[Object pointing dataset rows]
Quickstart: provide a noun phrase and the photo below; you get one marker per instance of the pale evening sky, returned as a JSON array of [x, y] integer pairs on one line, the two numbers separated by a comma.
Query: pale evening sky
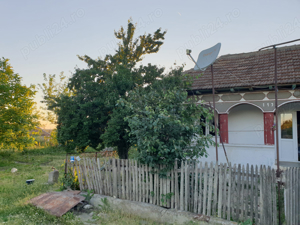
[[46, 36]]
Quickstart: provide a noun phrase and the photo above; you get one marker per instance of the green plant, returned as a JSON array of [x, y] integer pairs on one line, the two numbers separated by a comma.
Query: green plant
[[70, 180], [89, 195], [247, 222]]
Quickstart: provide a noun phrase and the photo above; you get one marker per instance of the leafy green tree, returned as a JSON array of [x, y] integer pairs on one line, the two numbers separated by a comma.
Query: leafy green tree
[[17, 117], [91, 111], [165, 124]]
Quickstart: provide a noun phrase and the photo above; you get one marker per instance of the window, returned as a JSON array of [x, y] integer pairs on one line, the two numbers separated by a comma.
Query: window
[[286, 125], [209, 127]]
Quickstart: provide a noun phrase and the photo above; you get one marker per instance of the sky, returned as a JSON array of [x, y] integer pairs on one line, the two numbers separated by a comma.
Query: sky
[[46, 36]]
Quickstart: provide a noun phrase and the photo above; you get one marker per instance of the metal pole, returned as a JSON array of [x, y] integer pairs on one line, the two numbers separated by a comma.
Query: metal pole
[[277, 146], [214, 105], [66, 164], [276, 110]]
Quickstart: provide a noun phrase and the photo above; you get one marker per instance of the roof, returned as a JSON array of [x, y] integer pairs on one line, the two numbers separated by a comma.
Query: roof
[[251, 69], [41, 132]]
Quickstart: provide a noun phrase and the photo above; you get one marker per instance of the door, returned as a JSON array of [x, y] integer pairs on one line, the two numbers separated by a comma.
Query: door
[[288, 136]]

[Requirements]: Reproduce the data word for word, excluding its pictures.

[Full output]:
Quickstart: provide a noun phrase and the photo below; you get one marker per instance of the pale evening sky, returned as a JSON array of [x, y] integer pairs on one line, the two numbers separated by a comma.
Query: pale evening sky
[[46, 36]]
Quickstart: provide a noun phrase and the photo above; you get one marker per instance of the green plant, returned as a JSON array of [x, y] integer pairs on one line, the two numbers separated by a comma.
Query: green plant
[[70, 180], [89, 195], [247, 222]]
Quickstart: provide a noun phrase and the photo above; you get one marker per instance of the leafy green tree, returned as a JSON array of [x, y] integer pairs on one line, the two numbers separated by a comma.
Query: leafy green tree
[[17, 117], [91, 111], [165, 124]]
Quickstart: provide a noun phrase and the photo above; you get one marker per instance of the window, returned as a JSON array of [x, y] integer pairs on one line, the two numbers separated by a comma.
Query: window
[[286, 125], [209, 127]]
Quickstart: provide a noun phrase and the photo above; you get one marker per instance of the sky, returned as a JSON array of [x, y] integer pairs on one line, the two numbers separated by a comma.
Query: sky
[[46, 36]]
Quickstart: provide a noun phrase and the photo above; you get one marker per instance of the metal pole, returned as a JSON array of [x, y] integer pairs on one line, the two numbers separated by a comma.
Query: metal pole
[[277, 146], [214, 105], [66, 164], [276, 110]]
Quickstart: provide a noun phrase and the photo above; you get one marker per instance of the roof, returned as a JSON array of [x, y] integer pairs on one line, the two numbers separated by a comma.
Query: roof
[[251, 69], [41, 132]]
Quickstart: provide a noun phrase and the photo above; you get one marker per instance of the door, returned as a JSON array of [x, y] integer pairs on one line, the two numbers separated by a comma.
Query: door
[[288, 136]]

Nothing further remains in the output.